__TO DO__
Filter the rows below and copy out every line that contains the word "target".

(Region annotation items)
>>>

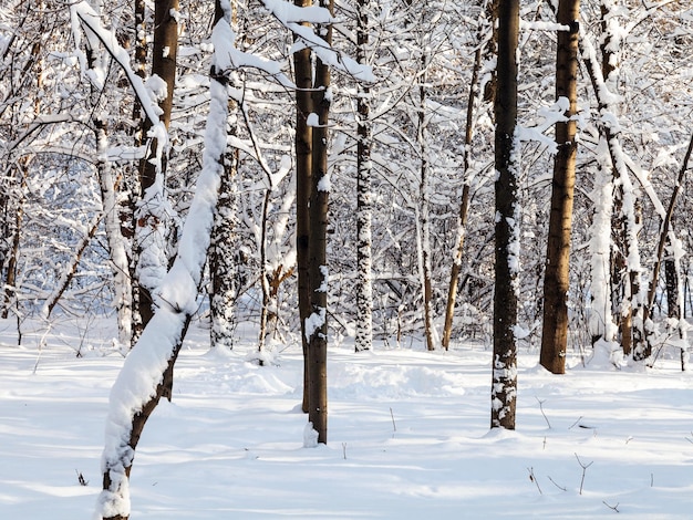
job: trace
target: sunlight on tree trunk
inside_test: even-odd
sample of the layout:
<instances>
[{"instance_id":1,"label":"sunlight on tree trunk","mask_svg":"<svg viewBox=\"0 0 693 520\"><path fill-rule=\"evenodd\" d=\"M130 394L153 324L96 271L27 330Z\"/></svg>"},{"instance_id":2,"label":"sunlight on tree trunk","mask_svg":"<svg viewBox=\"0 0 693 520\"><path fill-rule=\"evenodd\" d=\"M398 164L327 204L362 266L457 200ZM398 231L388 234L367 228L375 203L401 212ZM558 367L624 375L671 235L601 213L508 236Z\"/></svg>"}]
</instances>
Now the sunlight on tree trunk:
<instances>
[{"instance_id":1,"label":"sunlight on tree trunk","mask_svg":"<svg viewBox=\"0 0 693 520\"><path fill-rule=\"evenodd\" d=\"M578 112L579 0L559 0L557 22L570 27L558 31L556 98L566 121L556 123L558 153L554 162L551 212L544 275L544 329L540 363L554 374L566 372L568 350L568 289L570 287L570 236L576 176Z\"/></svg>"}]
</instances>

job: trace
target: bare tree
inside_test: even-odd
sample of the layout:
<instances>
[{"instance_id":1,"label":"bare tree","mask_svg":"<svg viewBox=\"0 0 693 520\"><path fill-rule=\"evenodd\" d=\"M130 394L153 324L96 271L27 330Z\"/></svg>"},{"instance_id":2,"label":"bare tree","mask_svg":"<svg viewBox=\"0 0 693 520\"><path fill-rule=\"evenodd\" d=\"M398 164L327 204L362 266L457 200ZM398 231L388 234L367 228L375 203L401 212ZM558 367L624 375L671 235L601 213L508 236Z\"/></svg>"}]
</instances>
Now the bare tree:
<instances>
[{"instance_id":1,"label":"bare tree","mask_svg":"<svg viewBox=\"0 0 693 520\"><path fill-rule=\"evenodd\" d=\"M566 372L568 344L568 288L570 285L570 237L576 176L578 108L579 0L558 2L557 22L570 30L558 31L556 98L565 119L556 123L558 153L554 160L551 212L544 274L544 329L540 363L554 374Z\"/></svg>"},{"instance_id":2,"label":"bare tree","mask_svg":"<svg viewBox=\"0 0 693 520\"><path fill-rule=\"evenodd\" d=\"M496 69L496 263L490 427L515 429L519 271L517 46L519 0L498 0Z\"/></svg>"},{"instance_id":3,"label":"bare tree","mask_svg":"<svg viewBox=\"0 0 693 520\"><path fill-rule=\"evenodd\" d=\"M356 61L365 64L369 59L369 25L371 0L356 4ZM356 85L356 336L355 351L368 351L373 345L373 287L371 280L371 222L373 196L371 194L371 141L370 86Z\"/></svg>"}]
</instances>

<<<

__OUTPUT OF THE TASK__
target: sunlight on tree trunk
target: bare tree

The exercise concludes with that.